*AIM OF THE EXERCISE:*
Repeat, word for word, the lines of the records below, starting with the line that contains "539, one pair per line." and going on through the line that contains "column 730, row 634", with both of those lines included.

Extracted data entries
* BEGIN *
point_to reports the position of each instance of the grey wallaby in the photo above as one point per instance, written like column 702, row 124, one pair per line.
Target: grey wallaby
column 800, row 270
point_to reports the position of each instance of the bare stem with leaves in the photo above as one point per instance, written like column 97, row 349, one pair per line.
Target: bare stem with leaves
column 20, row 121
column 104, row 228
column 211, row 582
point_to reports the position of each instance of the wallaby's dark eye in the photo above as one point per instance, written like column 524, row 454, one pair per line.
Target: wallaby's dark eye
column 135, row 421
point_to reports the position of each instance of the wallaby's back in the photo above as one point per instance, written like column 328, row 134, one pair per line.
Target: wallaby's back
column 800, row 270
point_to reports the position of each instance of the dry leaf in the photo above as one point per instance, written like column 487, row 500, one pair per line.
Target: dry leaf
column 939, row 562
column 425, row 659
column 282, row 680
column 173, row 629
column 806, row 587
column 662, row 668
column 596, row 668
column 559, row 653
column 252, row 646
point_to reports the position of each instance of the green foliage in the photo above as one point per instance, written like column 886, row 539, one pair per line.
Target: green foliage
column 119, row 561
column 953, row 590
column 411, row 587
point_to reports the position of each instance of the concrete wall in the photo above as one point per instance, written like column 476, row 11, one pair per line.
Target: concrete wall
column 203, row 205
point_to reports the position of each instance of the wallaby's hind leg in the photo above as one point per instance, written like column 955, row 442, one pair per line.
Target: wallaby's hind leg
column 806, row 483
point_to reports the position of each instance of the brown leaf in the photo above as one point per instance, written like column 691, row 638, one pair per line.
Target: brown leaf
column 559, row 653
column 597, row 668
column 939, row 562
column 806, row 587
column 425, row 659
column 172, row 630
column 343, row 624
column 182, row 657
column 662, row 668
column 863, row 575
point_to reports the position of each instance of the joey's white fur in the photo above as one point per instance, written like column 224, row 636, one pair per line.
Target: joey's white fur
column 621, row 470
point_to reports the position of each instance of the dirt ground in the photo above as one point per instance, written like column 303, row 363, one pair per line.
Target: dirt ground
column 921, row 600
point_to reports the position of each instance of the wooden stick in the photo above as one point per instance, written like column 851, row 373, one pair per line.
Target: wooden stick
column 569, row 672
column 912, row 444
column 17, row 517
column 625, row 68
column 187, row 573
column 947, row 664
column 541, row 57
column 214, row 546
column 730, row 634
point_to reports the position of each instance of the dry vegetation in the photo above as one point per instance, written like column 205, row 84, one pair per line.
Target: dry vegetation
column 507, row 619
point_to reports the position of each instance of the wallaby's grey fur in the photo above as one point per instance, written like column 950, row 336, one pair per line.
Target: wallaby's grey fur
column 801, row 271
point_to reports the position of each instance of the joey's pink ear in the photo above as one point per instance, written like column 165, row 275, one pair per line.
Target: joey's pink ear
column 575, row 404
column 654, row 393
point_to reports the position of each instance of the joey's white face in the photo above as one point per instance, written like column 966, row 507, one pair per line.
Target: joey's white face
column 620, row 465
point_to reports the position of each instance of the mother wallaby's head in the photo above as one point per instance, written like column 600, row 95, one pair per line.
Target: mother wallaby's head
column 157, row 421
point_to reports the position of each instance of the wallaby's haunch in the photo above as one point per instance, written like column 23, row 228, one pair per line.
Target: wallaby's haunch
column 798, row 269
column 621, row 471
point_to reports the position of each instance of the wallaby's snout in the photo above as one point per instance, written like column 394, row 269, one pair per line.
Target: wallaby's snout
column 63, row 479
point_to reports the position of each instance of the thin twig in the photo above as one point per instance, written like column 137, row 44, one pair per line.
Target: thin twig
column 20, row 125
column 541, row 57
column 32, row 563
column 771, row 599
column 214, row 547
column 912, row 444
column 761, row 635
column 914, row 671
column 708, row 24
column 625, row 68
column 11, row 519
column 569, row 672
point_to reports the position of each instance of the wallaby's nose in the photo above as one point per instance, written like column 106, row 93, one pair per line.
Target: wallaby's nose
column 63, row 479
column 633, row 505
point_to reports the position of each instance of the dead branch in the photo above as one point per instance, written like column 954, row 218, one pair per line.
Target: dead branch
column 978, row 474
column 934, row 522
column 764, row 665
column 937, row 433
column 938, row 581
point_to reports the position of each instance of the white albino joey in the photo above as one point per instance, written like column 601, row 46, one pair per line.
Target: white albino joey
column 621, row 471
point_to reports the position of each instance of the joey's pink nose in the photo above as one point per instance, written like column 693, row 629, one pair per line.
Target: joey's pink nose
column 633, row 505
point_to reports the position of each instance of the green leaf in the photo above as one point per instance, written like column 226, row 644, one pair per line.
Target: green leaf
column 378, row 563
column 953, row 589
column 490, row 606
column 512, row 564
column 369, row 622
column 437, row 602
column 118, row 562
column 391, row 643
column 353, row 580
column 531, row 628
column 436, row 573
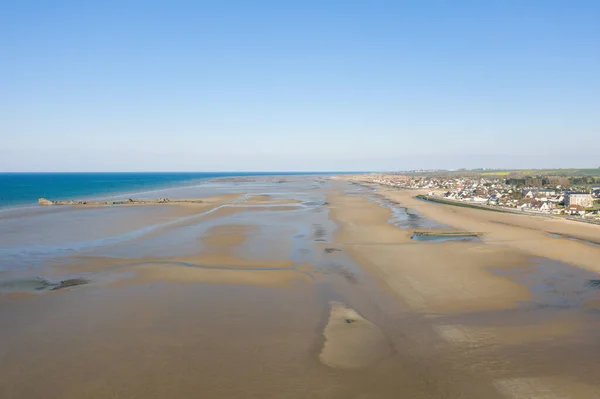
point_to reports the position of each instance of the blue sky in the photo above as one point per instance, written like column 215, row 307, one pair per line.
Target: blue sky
column 298, row 85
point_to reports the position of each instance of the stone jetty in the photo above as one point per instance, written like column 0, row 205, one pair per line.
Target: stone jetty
column 129, row 201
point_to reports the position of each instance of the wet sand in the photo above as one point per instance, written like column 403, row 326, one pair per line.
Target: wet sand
column 307, row 287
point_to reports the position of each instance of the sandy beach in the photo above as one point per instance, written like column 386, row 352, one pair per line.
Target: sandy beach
column 297, row 287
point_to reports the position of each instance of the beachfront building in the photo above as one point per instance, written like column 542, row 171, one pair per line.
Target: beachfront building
column 584, row 200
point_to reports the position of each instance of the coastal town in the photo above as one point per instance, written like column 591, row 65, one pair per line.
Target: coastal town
column 536, row 195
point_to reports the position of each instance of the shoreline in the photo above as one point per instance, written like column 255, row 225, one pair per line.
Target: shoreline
column 117, row 194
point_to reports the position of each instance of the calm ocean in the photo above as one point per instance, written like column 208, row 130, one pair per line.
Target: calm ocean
column 19, row 189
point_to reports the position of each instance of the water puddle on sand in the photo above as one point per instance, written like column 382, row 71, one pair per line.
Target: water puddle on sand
column 36, row 284
column 555, row 235
column 554, row 284
column 445, row 238
column 402, row 217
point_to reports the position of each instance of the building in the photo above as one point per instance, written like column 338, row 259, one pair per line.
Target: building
column 584, row 200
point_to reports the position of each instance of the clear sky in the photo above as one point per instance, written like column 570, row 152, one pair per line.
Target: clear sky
column 298, row 85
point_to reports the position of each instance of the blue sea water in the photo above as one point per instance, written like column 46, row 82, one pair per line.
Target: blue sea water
column 21, row 189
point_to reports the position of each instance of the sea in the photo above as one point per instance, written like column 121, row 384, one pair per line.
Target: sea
column 23, row 189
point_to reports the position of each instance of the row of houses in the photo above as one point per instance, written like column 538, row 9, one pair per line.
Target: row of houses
column 495, row 192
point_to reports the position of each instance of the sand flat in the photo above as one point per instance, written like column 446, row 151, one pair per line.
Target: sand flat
column 325, row 299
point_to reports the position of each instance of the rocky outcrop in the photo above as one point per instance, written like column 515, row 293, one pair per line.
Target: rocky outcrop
column 129, row 201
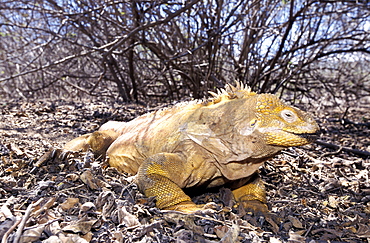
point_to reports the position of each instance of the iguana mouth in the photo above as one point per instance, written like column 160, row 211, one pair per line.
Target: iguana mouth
column 311, row 137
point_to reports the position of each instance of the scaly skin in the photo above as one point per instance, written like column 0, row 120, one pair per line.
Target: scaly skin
column 204, row 144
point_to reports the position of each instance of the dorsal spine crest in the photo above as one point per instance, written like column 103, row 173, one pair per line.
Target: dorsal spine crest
column 230, row 92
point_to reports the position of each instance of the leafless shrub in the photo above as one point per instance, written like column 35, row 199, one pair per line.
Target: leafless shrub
column 159, row 50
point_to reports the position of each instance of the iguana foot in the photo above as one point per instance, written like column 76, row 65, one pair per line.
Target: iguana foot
column 190, row 207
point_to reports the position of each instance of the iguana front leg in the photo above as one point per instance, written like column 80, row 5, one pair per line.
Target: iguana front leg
column 162, row 176
column 252, row 195
column 98, row 142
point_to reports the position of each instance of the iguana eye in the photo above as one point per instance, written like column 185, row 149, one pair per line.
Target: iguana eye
column 253, row 122
column 289, row 115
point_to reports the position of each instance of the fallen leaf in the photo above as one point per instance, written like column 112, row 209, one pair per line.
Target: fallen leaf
column 295, row 222
column 69, row 203
column 79, row 227
column 32, row 235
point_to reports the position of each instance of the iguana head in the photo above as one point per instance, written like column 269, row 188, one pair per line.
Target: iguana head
column 269, row 118
column 282, row 124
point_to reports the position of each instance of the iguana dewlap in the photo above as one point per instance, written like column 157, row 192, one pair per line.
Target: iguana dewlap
column 202, row 144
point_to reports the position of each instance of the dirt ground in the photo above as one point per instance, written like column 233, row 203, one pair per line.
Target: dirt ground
column 320, row 193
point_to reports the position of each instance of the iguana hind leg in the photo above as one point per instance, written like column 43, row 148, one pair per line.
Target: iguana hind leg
column 162, row 176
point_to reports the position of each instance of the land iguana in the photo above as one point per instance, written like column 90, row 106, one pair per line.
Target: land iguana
column 222, row 141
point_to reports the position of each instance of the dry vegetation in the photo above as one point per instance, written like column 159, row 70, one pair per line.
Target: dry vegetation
column 321, row 194
column 68, row 66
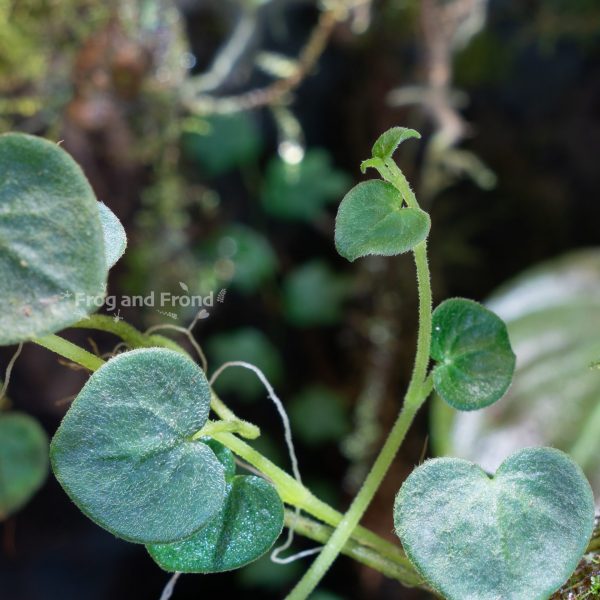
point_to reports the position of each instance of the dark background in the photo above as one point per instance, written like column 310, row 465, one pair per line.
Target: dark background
column 531, row 76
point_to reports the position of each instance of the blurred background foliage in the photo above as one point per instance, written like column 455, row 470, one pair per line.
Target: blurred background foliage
column 223, row 135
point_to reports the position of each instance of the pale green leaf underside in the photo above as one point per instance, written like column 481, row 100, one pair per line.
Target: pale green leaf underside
column 475, row 359
column 246, row 527
column 124, row 452
column 115, row 239
column 518, row 535
column 51, row 240
column 386, row 144
column 23, row 461
column 371, row 220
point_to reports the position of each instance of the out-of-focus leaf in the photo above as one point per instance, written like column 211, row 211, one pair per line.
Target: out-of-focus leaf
column 249, row 345
column 301, row 191
column 318, row 416
column 313, row 295
column 52, row 263
column 23, row 460
column 552, row 312
column 220, row 143
column 476, row 536
column 253, row 260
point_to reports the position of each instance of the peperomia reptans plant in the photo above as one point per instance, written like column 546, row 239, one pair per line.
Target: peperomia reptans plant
column 141, row 455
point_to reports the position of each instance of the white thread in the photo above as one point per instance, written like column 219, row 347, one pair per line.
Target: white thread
column 188, row 333
column 9, row 367
column 287, row 430
column 294, row 557
column 170, row 587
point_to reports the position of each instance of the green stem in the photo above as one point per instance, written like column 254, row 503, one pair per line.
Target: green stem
column 294, row 493
column 290, row 490
column 318, row 532
column 350, row 521
column 70, row 351
column 211, row 428
column 418, row 390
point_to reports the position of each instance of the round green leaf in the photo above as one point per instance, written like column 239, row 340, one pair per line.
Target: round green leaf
column 371, row 220
column 51, row 241
column 387, row 142
column 248, row 524
column 552, row 312
column 23, row 461
column 115, row 239
column 475, row 360
column 124, row 452
column 517, row 535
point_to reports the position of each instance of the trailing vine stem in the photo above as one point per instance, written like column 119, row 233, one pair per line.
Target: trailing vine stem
column 290, row 490
column 364, row 545
column 419, row 388
column 318, row 532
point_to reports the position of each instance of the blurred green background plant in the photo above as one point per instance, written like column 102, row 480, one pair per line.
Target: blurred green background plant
column 223, row 135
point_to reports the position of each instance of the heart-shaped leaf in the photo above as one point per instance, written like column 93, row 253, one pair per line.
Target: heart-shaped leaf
column 387, row 142
column 371, row 220
column 246, row 527
column 23, row 460
column 115, row 239
column 51, row 240
column 475, row 360
column 517, row 535
column 124, row 452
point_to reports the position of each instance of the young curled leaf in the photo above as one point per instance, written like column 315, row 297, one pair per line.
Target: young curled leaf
column 517, row 535
column 475, row 359
column 371, row 220
column 246, row 527
column 125, row 452
column 388, row 142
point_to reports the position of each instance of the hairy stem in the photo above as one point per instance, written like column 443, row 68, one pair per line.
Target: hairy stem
column 366, row 555
column 70, row 351
column 418, row 390
column 291, row 491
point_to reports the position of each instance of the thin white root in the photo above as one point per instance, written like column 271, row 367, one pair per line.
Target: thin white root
column 170, row 587
column 9, row 369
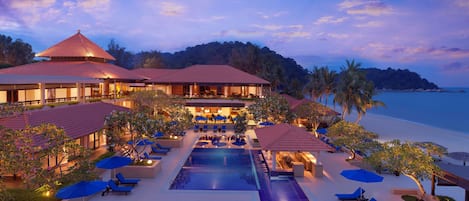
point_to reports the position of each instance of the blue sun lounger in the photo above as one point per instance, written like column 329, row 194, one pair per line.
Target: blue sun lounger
column 114, row 188
column 123, row 180
column 147, row 156
column 353, row 196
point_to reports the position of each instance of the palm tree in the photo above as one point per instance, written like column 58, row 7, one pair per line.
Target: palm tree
column 353, row 90
column 368, row 102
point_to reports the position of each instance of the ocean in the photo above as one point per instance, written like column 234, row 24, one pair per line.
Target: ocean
column 447, row 110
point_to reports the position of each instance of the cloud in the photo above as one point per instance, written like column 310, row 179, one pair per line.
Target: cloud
column 28, row 4
column 369, row 24
column 273, row 15
column 171, row 9
column 330, row 20
column 8, row 24
column 240, row 34
column 293, row 34
column 359, row 7
column 456, row 67
column 93, row 6
column 209, row 19
column 275, row 27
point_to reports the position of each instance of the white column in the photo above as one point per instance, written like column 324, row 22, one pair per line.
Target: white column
column 260, row 91
column 274, row 160
column 190, row 90
column 42, row 92
column 225, row 91
column 79, row 95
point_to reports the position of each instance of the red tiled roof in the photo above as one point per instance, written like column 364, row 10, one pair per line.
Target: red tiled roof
column 76, row 46
column 220, row 74
column 88, row 69
column 153, row 74
column 77, row 120
column 286, row 137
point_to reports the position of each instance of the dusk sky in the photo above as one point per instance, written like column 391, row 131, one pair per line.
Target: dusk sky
column 430, row 37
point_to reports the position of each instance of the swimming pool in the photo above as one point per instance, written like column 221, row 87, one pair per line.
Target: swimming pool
column 217, row 169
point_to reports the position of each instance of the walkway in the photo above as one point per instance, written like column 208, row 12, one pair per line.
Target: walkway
column 317, row 189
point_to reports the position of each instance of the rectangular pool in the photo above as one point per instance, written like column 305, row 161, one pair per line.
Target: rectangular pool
column 217, row 169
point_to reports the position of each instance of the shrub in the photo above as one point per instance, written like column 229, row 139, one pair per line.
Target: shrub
column 27, row 195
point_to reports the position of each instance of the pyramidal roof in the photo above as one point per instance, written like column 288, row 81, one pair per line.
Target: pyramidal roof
column 76, row 46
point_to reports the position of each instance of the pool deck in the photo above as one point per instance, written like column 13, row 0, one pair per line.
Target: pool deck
column 316, row 189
* END *
*FULL ANSWER:*
point_to reports the position of each instance of the green foliage in the photo above as one point per instance, written like column 886, row 539, one pair per line.
Target: green foliage
column 119, row 561
column 953, row 590
column 411, row 587
point_to reports the position of each instance of the concrete wall in the photo above as one point per instance, written like column 476, row 11, one pair per line.
Target: concrete wall
column 203, row 205
point_to reports the position of each instance of the wallaby's hind leg in the photo above as one point per instance, written like column 955, row 442, one pair per line.
Target: wallaby's hind leg
column 806, row 483
point_to reports the position of each instance of the brown leaf in the photo above as one point per instance, written like column 691, row 638, one pair per line.
Target: brown leaf
column 559, row 653
column 597, row 668
column 939, row 562
column 806, row 587
column 425, row 659
column 172, row 630
column 343, row 624
column 182, row 657
column 662, row 668
column 863, row 575
point_to reports the position of each instance of the joey's white fur in the photo above as one point per instance, written like column 224, row 636, one pair per line.
Target: joey's white fur
column 621, row 470
point_to reports the position of each instance of the dirt ground in the photo above as one point per instance, written like column 303, row 363, one pair per line.
Target: dirt ground
column 921, row 600
point_to reports the position of each instance of the wooden stick in the photo above as one point per instance, written like column 851, row 373, one pair per line.
Target: wooden stick
column 569, row 672
column 912, row 444
column 17, row 517
column 625, row 68
column 187, row 573
column 947, row 664
column 541, row 57
column 214, row 546
column 730, row 634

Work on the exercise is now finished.